REQUIRED ACTIONS »
**a.** According to the court opinion, what was obstructing the inside lane when the plaintiffs rounded the curve?
**b.** Translate this sentence from the court opinion into Spanish: "Robert Harrison was driving and John Harrison was a passenger."
**c.** Carry on the court opinion on the Harrison insurance appeal from the point where it stops.

TEXT PASSAGE »
## Begin

Summary
In Harrison, the court noted that the apparent reasoning for the inclusion of the physical contact rule in the definition of a hit-and-run vehicle is to avoid, as much as possible, false or fraudulent claims in which the insured alleges that a one-car accident was caused by some phantom automobile.
Summary of this case from St. Amant v. Aetna Cas. and Sur. Co.Opinion
No. 17029-CA.
June 12, 1985.
APPEAL FROM FIRST JUDICIAL DISTRICT COURT, CADDO PARISH, STATE OF LOUISIANA, HONORABLE JOHN R. BALLARD, J.
Johnson Thornton by James J. Thornton, Jr., Shreveport, for appellants.
Lunn, Irion, Switzer, Johnson Salley by Ronald E. Raney, Shreveport, for appellee.
Before MARVIN, FRED W. JONES, Jr. and LINDSAY, JJ.
Plaintiffs, John T. Harrison and Robert E. Harrison, appeal from the judgment of the trial court in favor of defendant, Commercial Union Insurance Company, in their action for personal injury damages. We affirm the judgment of the trial court for the following reasons.
Plaintiffs, John Harrison and Robert Harrison, instituted this suit on October 12, 1983. Plaintiffs alleged that on or about March 7, 1983 at approximately 7:00 p.m., they were driving eastward on Interstate 20 in Shreveport, Louisiana in a 1982 Chevrolet pickup truck owned by plaintiff, John Harrison. Robert Harrison was driving and John Harrison was a passenger. Plaintiffs alleged that as they rounded a curve in the inside lane of the highway, they encountered several large bags of phosphate which were obstructing the lane of traffic. They alleged that they were unable to avoid a collision with the obstruction despite protective actions. After striking the bags, the plaintiffs' vehicle careened into a concrete safety wall, flipped over the wall and then crashed onto the surface of another street approximately twenty feet below the interstate. Plaintiffs alleged that diligent efforts to identify the owner of the phosphate bags had been unsuccessful and that the sole, proximate cause of the accident and the resulting personal injuries to the plaintiffs were the fault and negligence of an unknown and/or uninsured motorist. Plaintiffs alleged that defendant, Commercial Union Insurance Company, had issued an automobile liability insurance policy which was in effect at the time of the accident and which provided uninsured motorist coverage to plaintiffs. Plaintiffs averred that under the terms and conditions of the uninsured motorist insurance policy, defendant was obligated to indemnify them for the damages they sustained from the negligent ownership, maintenance and use of the unknown and/or uninsured or underinsured vehicle.

## End

Records of labeled points:
## Begin

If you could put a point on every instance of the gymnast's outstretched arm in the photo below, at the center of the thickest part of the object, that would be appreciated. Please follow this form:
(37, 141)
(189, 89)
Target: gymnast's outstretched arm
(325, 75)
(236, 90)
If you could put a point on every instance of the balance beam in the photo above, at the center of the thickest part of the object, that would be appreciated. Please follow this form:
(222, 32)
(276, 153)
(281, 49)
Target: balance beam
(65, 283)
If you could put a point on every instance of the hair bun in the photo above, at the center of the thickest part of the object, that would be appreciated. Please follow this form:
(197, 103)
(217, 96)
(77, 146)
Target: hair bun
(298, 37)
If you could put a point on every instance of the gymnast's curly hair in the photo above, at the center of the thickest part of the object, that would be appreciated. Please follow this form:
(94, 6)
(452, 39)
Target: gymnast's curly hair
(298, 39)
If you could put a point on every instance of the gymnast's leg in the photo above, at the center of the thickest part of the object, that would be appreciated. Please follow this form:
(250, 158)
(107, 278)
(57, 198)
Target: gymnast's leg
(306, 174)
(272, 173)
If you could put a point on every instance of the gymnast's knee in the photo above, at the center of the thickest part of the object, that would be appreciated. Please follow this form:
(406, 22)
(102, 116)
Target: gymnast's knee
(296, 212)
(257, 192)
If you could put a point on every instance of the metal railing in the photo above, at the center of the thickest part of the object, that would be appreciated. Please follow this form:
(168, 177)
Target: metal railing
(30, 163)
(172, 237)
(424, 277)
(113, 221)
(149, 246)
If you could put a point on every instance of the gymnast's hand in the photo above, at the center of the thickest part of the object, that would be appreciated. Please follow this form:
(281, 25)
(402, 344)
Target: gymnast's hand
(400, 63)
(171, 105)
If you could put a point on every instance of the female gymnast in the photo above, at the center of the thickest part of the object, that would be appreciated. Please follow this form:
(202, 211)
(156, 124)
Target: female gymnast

## End
## Begin

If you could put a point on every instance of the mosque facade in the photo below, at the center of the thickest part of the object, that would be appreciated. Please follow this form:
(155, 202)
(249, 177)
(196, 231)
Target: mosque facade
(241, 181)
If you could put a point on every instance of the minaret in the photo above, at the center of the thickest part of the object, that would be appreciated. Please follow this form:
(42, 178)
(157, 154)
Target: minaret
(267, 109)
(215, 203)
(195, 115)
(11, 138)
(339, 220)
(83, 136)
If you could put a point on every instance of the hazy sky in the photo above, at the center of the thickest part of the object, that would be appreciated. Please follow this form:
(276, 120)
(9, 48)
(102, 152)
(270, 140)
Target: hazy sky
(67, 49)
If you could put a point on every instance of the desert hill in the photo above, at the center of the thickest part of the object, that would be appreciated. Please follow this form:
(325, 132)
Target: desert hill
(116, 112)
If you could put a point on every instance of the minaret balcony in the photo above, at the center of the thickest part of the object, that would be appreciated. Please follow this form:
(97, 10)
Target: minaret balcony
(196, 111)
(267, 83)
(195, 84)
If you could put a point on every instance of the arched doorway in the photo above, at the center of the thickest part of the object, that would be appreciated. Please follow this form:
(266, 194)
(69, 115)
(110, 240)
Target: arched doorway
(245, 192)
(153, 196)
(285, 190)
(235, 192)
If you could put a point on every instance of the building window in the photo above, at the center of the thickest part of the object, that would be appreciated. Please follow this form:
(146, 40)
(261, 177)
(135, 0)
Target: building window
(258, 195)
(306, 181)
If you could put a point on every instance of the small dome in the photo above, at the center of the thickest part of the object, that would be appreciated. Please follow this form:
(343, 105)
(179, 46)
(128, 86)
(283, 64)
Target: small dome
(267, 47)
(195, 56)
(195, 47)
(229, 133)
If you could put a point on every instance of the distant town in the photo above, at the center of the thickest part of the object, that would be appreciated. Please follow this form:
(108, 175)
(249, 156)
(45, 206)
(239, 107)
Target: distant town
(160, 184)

## End

RESPONSES BY TASK »
**a.** Several large bags of phosphate.

**b.** Robert Harrison conducía y John Harrison iba como pasajero.

**c.**
Defendant filed a motion for summary judgment on July 2, 1984, alleging that the uninsured motorist provisions of the policy requires that there be physical contact between the unidentified hit and run vehicle and the person or vehicle insured under the policy and that the plaintiffs' original petition made no allegations of contact between the plaintiffs' vehicle and a hit and run vehicle.
The trial court granted the defendant's motion finding that the plaintiffs had not established that the bags with which they had collided fell from any vehicle whatsoever or that the vehicle from which the bags fell was uninsured or underinsured. Further, plaintiffs failed to establish that any contact was made between their vehicle and the vehicle from which the bags might have fallen. Therefore, the injuries sustained by the plaintiffs were excluded from coverage under the provisions of the uninsured motorist policy.
On appeal, the sole issue before this court is whether the trial court erred in finding that physical contact with the hit and run vehicle is necessary for coverage under the provisions of the uninsured motorists insurance policy.
Plaintiffs essentially argue that the physical contact requirement of the policy is satisfied when there is contact between the insured vehicle and some part, appurtenance or cargo of the hit and run vehicle. Therefore, the collision of the insured vehicle with the phosphate bags, which most probably fell from a vehicle onto the highway, would fall within the coverage of the uninsured motorist policy.
A review of the pertinent jurisprudence reveals that the trial court did not err in granting defendant's motion for a summary judgment due to the lack of physical contact between the insured vehicle and the hit and run vehicle.
The pertinent provision of the plaintiffs' uninsured motorist insurance policy provides as follows:
. . . "Uninsured motor vehicle" means a land motor vehicle or trailer. . . (w)hich is a hit-and-run vehicle and neither the driver nor owner can be identified. The vehicle must hit an insured, a covered auto or a vehicle an insured is occupying. . .
From a reading of the above provision, it is clear that it is not necessary that plaintiffs prove that the hit and run vehicle is uninsured or underinsured as it is specifically defined as a vehicle where neither the driver or the owner can be identified. However, physical contact between the hit and run vehicle and the insured, covered auto or the vehicle which the insured is occupying is required for coverage under the terms of the policy.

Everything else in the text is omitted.